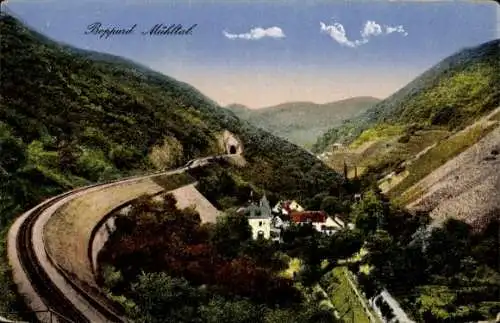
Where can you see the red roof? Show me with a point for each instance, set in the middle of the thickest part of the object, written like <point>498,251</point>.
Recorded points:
<point>308,216</point>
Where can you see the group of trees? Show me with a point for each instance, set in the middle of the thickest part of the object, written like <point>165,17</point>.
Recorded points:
<point>175,269</point>
<point>444,274</point>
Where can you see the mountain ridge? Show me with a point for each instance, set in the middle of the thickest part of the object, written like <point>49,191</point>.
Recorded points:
<point>301,122</point>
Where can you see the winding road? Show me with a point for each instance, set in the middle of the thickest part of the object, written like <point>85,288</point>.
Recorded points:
<point>42,281</point>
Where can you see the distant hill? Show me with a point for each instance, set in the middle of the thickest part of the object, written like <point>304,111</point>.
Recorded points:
<point>432,132</point>
<point>303,122</point>
<point>69,117</point>
<point>453,94</point>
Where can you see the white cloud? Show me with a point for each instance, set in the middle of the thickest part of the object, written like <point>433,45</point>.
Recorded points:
<point>337,32</point>
<point>257,33</point>
<point>396,29</point>
<point>370,29</point>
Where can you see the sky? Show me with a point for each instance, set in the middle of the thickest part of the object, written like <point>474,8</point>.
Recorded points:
<point>263,53</point>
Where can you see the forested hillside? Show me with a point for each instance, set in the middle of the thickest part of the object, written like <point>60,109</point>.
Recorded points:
<point>452,94</point>
<point>70,117</point>
<point>303,122</point>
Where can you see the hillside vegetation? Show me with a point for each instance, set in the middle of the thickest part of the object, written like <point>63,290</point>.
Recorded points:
<point>69,117</point>
<point>303,122</point>
<point>416,130</point>
<point>452,94</point>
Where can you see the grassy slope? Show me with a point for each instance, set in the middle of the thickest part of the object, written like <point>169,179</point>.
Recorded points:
<point>70,117</point>
<point>303,122</point>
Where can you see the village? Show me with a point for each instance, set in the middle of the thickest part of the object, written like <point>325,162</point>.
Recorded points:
<point>269,223</point>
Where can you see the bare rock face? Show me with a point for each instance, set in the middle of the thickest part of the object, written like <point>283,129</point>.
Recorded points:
<point>467,187</point>
<point>230,143</point>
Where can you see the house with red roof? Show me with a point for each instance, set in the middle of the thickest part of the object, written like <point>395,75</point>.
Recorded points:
<point>320,220</point>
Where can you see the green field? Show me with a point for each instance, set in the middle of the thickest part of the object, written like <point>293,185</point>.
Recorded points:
<point>343,297</point>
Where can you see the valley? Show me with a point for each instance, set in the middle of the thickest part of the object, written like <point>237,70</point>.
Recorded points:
<point>129,195</point>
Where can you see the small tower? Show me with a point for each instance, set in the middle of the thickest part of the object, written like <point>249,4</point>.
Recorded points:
<point>264,206</point>
<point>345,170</point>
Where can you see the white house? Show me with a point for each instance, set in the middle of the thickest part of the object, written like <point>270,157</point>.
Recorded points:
<point>261,226</point>
<point>260,219</point>
<point>319,220</point>
<point>286,207</point>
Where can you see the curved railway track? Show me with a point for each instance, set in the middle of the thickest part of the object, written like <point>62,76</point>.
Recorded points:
<point>41,282</point>
<point>46,291</point>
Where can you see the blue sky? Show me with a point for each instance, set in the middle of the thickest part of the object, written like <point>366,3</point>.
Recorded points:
<point>291,57</point>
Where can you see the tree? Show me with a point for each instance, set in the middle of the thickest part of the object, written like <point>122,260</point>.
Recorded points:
<point>331,205</point>
<point>161,298</point>
<point>220,310</point>
<point>369,213</point>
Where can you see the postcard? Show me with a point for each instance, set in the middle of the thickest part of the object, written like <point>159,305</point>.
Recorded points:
<point>269,161</point>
---
# [WORK TASK]
Lines with "white": copy every one of them from the listing above.

# [YOUR SOLUTION]
Where can you see the white cloud? Show me with a point for each instance, set in the middle of the thickest part of the object, written like <point>433,45</point>.
Where can you see the white house? Show me with a point for each instance, set in the middle of the thickest part of the object, written like <point>270,157</point>.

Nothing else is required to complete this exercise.